§ Source extract:
☆ ☆ ☆ ☆

The examples of existing competency models provided here overlap in several areas, yet there are important gaps when we examine their application to cancer prevention research. For example, the NPA competencies for leadership and management skills, while appropriate for the research postdoctoral level, are broadly stated and do not address field-specific challenges or leadership issues within a large, collaborative enterprise. Another example of a competency that is critical to research in many disciplines but may be inadequately specific for successful cancer prevention research is in communication and collaboration. The breadth of cancer prevention as a field and its goal to translate research discoveries into clinical and population practice both demand expertise in communication and collaboration skills and make their mastery difficult. That said, because seeking mastery of such skills for transdisciplinary collaboration may not be an intuitive behavior [12], nor one widely rewarded by academia, which historically has rewarded individuals, not teams, structured training programs that help individuals develop such skills play a critical role. Their professional preparation will be needed as evidence builds for team collaboration as a necessary strategy and potent tool for solving the more intractable or complex research questions previously unassailable by more conventional single-discipline approaches [13, 14].

☆ ☆ ☆ ☆

(Extracted records)
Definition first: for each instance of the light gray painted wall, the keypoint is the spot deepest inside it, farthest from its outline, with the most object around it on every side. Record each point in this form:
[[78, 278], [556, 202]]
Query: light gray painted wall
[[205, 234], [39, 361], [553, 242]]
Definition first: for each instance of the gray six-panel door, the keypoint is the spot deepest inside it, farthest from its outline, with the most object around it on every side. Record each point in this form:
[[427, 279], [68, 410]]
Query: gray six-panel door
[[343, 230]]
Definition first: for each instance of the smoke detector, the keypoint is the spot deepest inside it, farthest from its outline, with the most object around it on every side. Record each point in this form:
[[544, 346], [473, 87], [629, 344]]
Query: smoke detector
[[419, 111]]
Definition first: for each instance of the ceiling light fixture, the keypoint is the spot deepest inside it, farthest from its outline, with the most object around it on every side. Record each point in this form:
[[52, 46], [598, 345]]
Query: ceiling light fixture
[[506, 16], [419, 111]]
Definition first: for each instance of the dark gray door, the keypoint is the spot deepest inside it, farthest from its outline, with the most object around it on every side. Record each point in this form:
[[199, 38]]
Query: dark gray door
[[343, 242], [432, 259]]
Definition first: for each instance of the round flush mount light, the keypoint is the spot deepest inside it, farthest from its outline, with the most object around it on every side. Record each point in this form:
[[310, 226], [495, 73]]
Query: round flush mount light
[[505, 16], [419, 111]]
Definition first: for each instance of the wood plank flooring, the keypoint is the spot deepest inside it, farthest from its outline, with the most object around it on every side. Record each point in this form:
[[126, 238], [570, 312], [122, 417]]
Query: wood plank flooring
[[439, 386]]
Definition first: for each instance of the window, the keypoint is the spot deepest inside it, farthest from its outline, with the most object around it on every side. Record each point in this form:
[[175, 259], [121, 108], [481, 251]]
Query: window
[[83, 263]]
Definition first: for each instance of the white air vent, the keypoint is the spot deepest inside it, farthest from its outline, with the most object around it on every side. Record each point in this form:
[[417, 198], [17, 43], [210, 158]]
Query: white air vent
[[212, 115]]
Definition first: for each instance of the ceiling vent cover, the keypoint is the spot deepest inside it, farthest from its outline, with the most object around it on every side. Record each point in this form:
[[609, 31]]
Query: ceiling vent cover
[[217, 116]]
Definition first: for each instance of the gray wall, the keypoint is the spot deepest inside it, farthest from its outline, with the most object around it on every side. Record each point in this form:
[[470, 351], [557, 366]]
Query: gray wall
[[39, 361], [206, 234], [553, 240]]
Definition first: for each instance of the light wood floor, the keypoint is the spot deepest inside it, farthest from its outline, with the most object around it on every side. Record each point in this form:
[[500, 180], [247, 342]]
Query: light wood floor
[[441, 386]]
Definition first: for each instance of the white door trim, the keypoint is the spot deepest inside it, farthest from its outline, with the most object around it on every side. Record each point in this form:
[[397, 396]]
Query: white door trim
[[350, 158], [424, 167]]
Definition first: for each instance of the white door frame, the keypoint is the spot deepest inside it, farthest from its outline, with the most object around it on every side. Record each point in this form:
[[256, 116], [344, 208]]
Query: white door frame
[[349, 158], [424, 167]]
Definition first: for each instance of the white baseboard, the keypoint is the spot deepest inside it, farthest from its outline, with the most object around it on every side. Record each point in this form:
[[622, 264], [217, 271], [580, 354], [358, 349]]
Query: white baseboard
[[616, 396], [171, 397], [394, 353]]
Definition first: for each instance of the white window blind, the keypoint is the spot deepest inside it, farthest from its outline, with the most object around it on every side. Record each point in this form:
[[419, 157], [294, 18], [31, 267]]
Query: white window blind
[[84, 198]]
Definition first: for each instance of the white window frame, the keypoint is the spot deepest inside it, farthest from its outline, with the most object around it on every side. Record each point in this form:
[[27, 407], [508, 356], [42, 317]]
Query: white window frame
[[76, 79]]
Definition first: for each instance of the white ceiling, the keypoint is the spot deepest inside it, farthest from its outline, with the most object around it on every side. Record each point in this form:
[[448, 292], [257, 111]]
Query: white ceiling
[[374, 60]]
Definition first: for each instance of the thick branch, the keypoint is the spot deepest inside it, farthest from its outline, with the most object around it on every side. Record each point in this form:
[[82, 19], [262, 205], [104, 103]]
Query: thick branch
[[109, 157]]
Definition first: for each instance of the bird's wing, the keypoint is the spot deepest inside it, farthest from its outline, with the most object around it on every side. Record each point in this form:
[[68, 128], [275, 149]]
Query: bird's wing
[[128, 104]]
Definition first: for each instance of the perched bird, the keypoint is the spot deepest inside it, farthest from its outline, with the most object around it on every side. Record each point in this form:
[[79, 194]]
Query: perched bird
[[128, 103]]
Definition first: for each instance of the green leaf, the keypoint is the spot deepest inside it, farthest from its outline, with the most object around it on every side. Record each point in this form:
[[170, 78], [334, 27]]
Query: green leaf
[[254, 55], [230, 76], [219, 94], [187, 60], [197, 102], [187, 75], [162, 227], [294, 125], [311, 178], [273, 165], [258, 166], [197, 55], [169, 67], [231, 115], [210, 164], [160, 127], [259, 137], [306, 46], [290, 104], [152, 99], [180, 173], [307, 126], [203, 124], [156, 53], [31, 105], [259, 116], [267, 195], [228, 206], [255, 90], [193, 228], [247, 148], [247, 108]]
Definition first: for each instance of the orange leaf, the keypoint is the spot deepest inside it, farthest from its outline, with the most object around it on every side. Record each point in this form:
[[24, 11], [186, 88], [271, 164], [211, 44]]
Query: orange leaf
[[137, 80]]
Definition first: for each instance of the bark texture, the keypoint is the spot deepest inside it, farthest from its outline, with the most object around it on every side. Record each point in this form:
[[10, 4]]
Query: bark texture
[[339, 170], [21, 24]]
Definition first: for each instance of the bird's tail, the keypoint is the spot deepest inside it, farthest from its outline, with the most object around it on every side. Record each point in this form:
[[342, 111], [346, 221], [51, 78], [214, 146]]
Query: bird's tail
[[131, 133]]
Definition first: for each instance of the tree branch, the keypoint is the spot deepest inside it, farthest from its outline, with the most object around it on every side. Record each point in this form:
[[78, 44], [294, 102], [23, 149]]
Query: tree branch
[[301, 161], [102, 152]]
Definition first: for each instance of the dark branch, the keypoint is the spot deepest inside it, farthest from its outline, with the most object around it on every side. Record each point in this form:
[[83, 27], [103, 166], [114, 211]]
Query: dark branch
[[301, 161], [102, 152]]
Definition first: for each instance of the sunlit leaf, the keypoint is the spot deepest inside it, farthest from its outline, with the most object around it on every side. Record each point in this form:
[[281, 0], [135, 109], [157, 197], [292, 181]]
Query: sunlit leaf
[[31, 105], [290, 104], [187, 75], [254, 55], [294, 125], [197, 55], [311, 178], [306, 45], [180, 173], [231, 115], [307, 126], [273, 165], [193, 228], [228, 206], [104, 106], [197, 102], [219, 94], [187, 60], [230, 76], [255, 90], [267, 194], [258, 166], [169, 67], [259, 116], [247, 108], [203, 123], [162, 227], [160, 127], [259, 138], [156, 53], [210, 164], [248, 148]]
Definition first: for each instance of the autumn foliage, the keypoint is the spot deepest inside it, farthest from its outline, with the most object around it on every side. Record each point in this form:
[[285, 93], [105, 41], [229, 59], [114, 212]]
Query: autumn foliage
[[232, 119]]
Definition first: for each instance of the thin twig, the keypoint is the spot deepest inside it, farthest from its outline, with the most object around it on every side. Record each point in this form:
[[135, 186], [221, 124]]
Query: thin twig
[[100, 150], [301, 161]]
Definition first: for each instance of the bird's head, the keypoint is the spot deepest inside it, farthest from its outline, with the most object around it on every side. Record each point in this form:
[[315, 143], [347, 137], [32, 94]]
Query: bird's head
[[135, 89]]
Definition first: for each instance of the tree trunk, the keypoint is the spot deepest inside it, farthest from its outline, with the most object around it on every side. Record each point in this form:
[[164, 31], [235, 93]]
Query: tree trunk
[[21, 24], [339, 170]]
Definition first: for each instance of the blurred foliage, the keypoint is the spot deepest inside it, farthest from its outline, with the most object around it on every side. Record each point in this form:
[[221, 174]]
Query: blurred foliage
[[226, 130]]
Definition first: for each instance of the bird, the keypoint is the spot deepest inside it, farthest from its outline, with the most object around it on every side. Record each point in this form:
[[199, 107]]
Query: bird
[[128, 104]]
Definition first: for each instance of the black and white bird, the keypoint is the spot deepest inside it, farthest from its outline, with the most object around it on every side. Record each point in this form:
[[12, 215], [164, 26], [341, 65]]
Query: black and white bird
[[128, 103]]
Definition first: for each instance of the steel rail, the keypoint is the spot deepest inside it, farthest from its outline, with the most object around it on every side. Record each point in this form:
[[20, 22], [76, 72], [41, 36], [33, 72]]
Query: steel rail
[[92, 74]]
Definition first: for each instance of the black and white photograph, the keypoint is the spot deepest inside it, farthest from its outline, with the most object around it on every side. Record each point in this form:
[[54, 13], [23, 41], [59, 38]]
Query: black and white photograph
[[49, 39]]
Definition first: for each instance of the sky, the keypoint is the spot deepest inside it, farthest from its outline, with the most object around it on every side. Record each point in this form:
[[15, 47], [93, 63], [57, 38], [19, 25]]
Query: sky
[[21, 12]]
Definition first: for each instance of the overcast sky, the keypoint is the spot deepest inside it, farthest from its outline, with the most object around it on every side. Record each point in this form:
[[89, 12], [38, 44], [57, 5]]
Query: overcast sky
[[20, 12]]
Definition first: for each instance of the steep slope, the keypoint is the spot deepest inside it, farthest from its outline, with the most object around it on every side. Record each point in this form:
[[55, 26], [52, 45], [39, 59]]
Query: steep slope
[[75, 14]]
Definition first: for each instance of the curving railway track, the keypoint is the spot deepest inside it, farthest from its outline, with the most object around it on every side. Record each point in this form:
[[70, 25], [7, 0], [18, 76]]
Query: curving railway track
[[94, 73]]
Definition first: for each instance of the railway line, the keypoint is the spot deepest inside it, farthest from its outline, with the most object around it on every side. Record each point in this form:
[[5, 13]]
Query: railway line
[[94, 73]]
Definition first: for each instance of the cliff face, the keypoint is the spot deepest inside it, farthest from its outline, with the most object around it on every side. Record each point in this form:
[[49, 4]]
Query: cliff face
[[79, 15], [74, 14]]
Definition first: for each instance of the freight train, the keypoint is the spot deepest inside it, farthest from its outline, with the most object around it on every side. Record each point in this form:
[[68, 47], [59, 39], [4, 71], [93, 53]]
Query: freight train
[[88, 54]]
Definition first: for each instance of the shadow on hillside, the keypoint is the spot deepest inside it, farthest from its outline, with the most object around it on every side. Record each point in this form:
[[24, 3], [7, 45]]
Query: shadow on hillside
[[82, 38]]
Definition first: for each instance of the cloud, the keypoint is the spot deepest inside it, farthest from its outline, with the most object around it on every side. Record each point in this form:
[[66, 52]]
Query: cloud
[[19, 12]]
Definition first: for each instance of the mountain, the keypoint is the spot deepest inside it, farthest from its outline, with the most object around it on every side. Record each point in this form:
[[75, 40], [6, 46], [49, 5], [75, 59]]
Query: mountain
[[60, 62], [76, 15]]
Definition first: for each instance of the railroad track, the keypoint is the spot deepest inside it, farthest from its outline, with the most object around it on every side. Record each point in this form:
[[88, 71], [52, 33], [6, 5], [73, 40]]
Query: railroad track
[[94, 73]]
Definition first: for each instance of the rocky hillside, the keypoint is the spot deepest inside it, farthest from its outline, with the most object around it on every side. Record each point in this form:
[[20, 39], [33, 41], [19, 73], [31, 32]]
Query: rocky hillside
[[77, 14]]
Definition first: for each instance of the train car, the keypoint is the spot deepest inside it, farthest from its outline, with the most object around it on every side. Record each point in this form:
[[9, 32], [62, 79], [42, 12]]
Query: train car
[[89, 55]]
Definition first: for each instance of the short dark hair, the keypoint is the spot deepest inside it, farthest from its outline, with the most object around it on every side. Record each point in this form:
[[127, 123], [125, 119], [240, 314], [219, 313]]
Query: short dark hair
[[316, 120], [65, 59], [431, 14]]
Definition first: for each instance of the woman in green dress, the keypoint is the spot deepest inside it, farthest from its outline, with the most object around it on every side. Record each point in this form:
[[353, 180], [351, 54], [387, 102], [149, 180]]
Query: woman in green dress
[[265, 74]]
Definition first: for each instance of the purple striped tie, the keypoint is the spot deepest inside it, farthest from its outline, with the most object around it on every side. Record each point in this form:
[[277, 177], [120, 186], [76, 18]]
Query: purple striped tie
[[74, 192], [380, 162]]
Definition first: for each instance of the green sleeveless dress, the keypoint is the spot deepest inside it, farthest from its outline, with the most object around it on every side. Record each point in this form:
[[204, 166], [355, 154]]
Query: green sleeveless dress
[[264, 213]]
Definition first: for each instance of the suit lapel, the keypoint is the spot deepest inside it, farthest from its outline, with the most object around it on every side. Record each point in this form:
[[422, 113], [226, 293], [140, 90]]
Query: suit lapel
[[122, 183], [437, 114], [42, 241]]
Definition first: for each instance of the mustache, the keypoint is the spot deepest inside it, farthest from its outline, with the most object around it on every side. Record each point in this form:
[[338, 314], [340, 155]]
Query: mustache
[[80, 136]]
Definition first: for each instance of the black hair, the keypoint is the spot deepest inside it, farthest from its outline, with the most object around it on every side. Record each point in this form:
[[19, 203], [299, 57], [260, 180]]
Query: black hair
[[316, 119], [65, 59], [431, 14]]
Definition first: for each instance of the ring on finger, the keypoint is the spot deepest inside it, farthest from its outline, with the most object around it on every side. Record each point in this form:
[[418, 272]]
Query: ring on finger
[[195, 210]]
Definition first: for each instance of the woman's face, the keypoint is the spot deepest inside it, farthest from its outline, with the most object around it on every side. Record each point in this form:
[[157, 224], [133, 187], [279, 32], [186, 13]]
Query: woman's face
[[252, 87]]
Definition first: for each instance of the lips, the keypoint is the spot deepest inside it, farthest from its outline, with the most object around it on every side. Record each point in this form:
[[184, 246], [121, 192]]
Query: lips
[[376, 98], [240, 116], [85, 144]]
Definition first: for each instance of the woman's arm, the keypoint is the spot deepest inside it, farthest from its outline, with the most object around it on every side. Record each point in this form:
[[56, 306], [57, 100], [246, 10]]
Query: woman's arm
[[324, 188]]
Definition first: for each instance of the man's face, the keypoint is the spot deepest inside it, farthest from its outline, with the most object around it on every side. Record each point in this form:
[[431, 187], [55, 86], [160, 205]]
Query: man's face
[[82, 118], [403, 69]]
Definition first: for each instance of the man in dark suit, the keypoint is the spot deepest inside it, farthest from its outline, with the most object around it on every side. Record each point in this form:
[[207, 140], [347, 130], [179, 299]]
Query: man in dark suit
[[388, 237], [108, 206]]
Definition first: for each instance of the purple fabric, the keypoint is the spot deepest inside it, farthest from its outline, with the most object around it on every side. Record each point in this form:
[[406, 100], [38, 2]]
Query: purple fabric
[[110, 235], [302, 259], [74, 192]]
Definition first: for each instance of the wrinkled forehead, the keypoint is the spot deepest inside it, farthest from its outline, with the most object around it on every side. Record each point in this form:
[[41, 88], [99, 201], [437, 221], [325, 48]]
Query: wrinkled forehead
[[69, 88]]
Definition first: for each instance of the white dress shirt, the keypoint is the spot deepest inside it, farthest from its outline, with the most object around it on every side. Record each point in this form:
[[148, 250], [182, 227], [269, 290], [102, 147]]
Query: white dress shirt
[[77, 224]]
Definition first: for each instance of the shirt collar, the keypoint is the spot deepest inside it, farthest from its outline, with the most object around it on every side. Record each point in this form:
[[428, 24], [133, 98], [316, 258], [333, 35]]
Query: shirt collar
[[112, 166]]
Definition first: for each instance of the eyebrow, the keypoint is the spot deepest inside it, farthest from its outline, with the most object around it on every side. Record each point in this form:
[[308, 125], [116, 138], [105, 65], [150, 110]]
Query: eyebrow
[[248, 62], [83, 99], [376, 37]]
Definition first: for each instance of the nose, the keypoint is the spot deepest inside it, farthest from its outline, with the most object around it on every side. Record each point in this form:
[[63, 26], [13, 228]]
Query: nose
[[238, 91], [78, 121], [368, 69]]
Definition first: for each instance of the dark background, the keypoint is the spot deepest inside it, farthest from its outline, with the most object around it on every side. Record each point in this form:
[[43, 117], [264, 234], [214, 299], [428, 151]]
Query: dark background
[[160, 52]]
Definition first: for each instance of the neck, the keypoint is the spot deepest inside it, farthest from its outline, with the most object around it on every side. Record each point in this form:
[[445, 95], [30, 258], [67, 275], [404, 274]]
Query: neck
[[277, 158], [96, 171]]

☆ ☆ ☆ ☆

§ Exercise set:
- a) Using the text on cancer prevention competencies, answer each question in a few words.
(i) Which competencies does the text describe as broadly stated?
(ii) What has academia historically rewarded?
(iii) What goal of cancer prevention as a field does the text name?
- b) According to the text on cancer prevention competencies, why do structured training programs play a critical role in developing collaboration skills? Answer in one to three sentences.
- c) For each statement, say whether it agrees with the text on cancer prevention competencies. Answer yes or no, and quote the words from the text that decide it.
(i) The NPA leadership and management competencies are appropriate for the research postdoctoral level.
(ii) In cancer prevention, communication and collaboration skills are easy to master.
(iii) Academia has historically rewarded teams over individuals.

§ Responses to the exercise:
- a)
(i) The NPA competencies for leadership and management skills.
(ii) Individuals, not teams.
(iii) To translate research discoveries into clinical and population practice.

- b) Seeking mastery of skills for transdisciplinary collaboration may not be an intuitive behavior. It is also not widely rewarded by academia, which has historically rewarded individuals rather than teams.

- c)
(i) Yes: "while appropriate for the research postdoctoral level"
(ii) No: "make their mastery difficult"
(iii) No: "historically has rewarded individuals, not teams"